=== Section Start ===

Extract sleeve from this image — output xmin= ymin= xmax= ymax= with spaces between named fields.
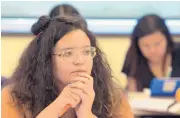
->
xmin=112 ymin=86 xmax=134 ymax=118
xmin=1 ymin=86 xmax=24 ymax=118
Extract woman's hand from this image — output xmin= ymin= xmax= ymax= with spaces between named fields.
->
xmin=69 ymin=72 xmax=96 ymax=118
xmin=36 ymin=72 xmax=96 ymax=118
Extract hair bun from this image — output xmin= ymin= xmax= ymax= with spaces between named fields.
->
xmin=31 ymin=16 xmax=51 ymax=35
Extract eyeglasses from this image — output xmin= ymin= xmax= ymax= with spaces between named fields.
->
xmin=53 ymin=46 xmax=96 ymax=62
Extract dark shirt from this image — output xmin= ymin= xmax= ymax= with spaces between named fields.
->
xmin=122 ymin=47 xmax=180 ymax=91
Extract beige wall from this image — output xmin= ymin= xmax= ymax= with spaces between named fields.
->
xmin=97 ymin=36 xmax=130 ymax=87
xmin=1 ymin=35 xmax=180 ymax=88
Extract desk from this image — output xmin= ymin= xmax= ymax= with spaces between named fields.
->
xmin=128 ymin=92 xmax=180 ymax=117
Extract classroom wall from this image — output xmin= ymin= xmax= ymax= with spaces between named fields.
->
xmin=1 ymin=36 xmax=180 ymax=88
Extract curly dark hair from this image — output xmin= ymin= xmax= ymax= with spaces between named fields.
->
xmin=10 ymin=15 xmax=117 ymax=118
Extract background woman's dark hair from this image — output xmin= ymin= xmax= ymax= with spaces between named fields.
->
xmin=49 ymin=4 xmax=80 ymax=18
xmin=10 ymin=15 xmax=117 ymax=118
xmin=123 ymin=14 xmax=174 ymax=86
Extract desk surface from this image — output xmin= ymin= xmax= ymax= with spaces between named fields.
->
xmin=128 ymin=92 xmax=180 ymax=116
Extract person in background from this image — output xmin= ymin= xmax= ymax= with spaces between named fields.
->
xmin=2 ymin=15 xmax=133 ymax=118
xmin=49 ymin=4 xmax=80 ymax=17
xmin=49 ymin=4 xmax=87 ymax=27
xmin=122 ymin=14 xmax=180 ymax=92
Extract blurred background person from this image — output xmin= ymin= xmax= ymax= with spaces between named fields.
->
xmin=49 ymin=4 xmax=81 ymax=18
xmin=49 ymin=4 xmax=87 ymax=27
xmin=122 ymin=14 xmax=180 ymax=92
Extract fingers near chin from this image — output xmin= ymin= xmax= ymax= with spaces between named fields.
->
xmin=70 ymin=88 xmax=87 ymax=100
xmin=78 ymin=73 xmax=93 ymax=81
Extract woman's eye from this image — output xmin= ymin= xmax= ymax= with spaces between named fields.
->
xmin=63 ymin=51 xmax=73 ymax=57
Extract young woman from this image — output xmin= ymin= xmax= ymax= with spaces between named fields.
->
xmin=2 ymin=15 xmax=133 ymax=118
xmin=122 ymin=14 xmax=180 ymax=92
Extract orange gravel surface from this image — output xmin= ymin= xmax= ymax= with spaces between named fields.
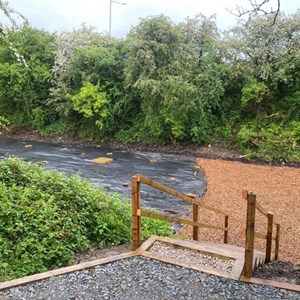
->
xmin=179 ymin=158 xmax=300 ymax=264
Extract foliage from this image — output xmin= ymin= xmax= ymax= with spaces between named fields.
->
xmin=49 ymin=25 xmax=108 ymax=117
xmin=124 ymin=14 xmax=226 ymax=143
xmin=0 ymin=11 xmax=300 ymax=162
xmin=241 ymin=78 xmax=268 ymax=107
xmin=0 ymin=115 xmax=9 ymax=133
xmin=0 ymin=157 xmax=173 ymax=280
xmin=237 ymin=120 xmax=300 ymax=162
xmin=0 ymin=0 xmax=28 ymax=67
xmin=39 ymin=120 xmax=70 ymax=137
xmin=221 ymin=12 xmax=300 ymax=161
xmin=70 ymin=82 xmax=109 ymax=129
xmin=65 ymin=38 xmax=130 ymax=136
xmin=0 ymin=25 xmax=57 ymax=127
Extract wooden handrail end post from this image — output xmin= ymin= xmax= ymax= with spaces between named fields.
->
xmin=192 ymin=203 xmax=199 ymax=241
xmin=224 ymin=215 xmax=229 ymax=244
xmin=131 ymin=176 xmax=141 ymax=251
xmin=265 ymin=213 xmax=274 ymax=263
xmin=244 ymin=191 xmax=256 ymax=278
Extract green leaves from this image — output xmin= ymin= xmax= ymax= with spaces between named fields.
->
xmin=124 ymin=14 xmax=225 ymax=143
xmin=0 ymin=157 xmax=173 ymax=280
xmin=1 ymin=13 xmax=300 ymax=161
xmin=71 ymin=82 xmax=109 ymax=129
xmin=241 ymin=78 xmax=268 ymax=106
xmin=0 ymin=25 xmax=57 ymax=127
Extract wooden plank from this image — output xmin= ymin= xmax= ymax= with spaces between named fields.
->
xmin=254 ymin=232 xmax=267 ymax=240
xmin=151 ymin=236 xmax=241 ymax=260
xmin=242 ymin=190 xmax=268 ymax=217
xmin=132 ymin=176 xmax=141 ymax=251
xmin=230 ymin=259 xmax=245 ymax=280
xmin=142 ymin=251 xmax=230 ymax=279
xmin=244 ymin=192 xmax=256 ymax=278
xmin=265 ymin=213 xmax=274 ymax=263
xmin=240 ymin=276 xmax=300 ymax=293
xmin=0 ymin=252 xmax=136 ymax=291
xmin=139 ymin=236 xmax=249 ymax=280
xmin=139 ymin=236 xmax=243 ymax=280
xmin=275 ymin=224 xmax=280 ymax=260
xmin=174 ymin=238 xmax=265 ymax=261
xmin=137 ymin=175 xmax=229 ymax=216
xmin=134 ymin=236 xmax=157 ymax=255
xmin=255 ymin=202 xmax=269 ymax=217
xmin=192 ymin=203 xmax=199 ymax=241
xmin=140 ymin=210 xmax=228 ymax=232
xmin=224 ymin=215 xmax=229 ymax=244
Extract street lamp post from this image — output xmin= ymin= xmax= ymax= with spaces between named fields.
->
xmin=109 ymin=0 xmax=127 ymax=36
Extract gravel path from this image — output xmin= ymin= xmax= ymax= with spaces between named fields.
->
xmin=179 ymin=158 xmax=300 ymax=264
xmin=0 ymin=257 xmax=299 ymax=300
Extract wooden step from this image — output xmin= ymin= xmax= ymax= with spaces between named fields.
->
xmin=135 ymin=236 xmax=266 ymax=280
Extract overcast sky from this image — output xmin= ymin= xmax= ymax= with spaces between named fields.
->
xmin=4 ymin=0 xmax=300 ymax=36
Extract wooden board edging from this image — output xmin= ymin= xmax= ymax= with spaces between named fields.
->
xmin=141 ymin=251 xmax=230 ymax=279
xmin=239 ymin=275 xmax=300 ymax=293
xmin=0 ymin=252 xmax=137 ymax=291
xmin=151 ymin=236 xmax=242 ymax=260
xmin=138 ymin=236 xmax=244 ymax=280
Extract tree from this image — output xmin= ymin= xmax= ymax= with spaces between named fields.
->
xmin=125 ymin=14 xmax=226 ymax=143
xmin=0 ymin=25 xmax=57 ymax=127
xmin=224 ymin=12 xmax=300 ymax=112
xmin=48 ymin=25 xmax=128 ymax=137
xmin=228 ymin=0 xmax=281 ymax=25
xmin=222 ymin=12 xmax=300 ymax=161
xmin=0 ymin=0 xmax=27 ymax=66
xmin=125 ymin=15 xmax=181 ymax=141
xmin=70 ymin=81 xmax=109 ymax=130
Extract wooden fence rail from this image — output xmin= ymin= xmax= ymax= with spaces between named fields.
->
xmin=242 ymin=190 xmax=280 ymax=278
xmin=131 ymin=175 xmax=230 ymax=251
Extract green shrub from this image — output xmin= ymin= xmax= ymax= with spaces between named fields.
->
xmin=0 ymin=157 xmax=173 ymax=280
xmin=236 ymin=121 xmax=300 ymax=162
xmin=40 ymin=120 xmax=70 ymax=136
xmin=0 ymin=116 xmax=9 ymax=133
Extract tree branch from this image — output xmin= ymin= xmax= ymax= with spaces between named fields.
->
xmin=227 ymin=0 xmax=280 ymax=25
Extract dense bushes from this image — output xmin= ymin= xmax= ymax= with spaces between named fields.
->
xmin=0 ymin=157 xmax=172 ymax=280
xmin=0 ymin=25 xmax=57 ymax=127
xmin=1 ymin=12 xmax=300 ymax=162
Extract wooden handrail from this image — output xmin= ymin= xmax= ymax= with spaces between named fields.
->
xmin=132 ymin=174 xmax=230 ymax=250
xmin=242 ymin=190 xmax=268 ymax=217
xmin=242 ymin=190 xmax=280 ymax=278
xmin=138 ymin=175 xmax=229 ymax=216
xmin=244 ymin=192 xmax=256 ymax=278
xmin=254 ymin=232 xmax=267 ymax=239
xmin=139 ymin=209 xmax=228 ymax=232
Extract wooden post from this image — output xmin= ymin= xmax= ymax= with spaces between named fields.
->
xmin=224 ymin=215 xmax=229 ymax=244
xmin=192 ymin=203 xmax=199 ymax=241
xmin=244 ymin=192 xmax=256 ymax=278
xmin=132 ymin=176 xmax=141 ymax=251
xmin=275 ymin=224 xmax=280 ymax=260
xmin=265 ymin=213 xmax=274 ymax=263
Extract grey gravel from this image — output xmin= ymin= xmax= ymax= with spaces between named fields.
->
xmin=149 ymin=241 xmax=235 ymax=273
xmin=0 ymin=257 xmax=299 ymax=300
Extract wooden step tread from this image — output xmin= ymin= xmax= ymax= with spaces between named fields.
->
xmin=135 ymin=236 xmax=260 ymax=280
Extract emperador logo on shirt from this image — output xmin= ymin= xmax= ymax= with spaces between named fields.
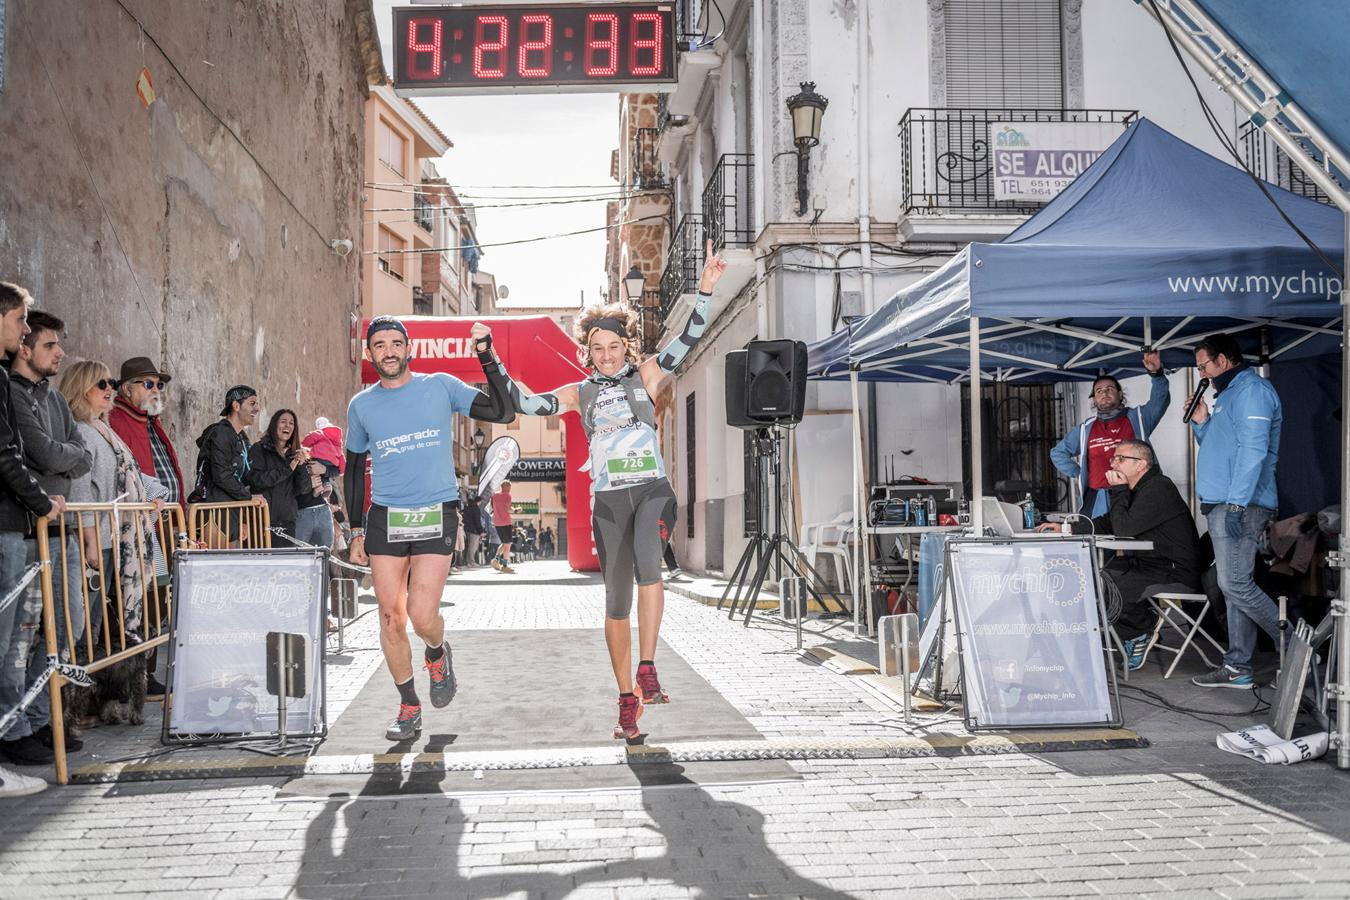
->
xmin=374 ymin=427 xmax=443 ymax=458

=== Section End ===
=== Section Start ===

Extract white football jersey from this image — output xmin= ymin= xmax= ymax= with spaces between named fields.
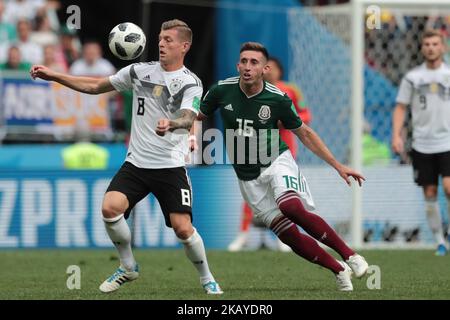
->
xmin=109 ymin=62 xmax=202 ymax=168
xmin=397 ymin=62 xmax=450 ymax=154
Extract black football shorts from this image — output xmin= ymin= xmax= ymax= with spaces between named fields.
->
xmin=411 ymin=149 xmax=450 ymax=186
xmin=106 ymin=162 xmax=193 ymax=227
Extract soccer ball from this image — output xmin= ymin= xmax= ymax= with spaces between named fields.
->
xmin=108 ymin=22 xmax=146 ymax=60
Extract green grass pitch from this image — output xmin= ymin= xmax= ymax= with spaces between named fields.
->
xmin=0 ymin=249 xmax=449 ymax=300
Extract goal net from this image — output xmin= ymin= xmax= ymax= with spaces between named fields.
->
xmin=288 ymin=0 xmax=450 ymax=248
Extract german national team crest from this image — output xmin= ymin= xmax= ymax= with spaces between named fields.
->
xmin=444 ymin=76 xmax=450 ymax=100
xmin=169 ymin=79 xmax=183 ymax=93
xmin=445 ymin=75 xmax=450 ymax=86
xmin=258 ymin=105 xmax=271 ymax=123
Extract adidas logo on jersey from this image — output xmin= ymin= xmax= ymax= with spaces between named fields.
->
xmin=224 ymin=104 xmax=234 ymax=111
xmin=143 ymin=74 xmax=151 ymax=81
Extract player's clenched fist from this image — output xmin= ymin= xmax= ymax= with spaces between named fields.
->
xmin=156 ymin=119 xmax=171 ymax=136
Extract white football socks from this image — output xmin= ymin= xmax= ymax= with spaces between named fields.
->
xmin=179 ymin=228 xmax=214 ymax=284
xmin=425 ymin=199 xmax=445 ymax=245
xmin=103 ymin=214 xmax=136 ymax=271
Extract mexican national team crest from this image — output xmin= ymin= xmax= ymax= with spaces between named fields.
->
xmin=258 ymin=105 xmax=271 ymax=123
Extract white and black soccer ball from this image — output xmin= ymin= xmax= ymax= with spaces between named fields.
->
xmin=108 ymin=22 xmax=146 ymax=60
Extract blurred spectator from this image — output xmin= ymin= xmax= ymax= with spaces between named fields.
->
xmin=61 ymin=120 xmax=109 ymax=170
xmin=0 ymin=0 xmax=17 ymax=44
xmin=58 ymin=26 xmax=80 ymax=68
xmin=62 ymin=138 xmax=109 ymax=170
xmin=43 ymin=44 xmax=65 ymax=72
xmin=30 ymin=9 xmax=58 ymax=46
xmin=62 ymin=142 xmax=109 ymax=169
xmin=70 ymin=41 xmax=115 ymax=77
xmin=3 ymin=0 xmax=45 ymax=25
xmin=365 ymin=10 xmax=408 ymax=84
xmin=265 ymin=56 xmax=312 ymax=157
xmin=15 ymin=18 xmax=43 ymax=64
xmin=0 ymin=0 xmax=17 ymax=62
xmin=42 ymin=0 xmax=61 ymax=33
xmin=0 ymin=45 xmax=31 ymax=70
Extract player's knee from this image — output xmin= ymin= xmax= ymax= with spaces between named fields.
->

=== Section End ===

- _Assigned task_:
Copy out exactly the lines above beginning with the line that contains "Extract sleeve from" and finishing with the line that contains "Extract woman's hand", including both; leave the pictures out.

- _Expected answer_:
Extract sleeve from this image — output xmin= ymin= xmax= ymax= with spaces between named fields.
->
xmin=112 ymin=86 xmax=134 ymax=118
xmin=1 ymin=86 xmax=24 ymax=118
Extract woman's hand from this image — output xmin= ymin= xmax= ymax= with spaces between named fields.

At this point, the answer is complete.